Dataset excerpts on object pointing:
—————

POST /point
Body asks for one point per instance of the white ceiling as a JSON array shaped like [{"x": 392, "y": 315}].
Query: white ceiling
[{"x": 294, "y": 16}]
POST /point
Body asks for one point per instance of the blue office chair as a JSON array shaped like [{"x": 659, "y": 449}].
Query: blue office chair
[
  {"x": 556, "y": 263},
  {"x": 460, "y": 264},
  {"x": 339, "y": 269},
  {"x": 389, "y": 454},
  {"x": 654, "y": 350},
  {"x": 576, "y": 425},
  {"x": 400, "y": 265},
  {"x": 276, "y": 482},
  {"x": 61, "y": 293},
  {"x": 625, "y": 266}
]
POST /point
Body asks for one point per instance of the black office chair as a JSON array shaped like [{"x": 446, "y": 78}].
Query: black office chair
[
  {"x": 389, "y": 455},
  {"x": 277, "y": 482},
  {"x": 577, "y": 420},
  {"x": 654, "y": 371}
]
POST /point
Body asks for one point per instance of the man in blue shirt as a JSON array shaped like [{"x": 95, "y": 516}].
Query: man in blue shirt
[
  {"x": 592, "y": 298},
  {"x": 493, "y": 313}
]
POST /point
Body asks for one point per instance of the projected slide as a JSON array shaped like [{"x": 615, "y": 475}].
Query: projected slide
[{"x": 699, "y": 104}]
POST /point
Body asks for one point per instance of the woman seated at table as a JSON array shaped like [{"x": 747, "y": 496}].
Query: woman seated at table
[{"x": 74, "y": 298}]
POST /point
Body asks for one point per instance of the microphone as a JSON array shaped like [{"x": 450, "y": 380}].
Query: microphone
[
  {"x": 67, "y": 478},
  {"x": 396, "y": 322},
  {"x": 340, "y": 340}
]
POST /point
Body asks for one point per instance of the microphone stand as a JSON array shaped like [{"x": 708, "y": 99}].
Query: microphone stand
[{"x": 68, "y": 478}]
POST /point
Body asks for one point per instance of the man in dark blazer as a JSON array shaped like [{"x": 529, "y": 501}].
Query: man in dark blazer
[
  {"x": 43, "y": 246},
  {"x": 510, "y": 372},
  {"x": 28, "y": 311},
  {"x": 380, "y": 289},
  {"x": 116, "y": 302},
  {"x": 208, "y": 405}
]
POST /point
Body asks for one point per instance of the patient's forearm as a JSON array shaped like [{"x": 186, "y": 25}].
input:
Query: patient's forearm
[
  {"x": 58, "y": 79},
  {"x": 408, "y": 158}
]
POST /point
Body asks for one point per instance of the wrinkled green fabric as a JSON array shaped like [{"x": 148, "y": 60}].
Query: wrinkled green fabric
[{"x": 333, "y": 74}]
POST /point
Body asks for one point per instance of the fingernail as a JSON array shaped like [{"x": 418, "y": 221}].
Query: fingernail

—————

Set task
Write out the material from the first line to the last, exactly.

Written answer
POST /point
Body asks for one point per instance of the white ceiling as a JSON array shaped like [{"x": 392, "y": 315}].
Query: white ceiling
[{"x": 294, "y": 16}]
POST /point
Body asks for one point per instance of the blue office chair as a JSON array shaped like [{"x": 659, "y": 449}].
Query: blue office chair
[
  {"x": 556, "y": 263},
  {"x": 460, "y": 264},
  {"x": 339, "y": 269},
  {"x": 389, "y": 454},
  {"x": 654, "y": 350},
  {"x": 576, "y": 425},
  {"x": 400, "y": 265},
  {"x": 276, "y": 482},
  {"x": 61, "y": 293},
  {"x": 625, "y": 266}
]
POST /point
Body asks for one point per instance of the black office chair as a JSON array shaped like [{"x": 446, "y": 78}].
Query: black office chair
[
  {"x": 389, "y": 455},
  {"x": 277, "y": 482},
  {"x": 577, "y": 420},
  {"x": 654, "y": 371}
]
POST /point
Body asks for one point per instance of the man in blue shirt as a JSON array shaped like [{"x": 95, "y": 516}].
Query: man in blue shirt
[
  {"x": 592, "y": 298},
  {"x": 493, "y": 313}
]
POST /point
Body asks for one point per instance of the projected slide as a JSON array shaped like [{"x": 615, "y": 475}].
Query: projected slide
[{"x": 699, "y": 104}]
POST /point
Body asks for one point per instance of the woman seated at table as a JSON array shaped like [{"x": 747, "y": 496}].
Query: woman seated at table
[{"x": 74, "y": 298}]
POST /point
Body asks for one point per instance of the microphone as a JSON array shaped like [{"x": 450, "y": 380}].
Query: microphone
[
  {"x": 67, "y": 478},
  {"x": 396, "y": 322},
  {"x": 340, "y": 340}
]
POST /point
Body asks for one point per instance of the microphone stand as a JSON array shaped like [{"x": 708, "y": 99}].
Query: microphone stand
[{"x": 68, "y": 478}]
POST /point
Body asks for one point per instance of the man in dark blazer as a JSON array shaped like [{"x": 529, "y": 501}].
Query: man in dark blazer
[
  {"x": 43, "y": 246},
  {"x": 510, "y": 372},
  {"x": 28, "y": 311},
  {"x": 380, "y": 289},
  {"x": 116, "y": 302},
  {"x": 208, "y": 405}
]
POST /point
Body asks for one point per instance of the patient's forearm as a JSON array shaped like [{"x": 186, "y": 25}].
input:
Query: patient's forearm
[
  {"x": 58, "y": 79},
  {"x": 408, "y": 158}
]
POST /point
Body asks for one point per instance of the wrinkled green fabric as a JSON array shaped like [{"x": 148, "y": 60}].
Query: wrinkled green fabric
[{"x": 333, "y": 74}]
POST /point
Body asks for one point per instance of the fingernail as a JSON array shaped like [{"x": 418, "y": 221}].
Query: fingernail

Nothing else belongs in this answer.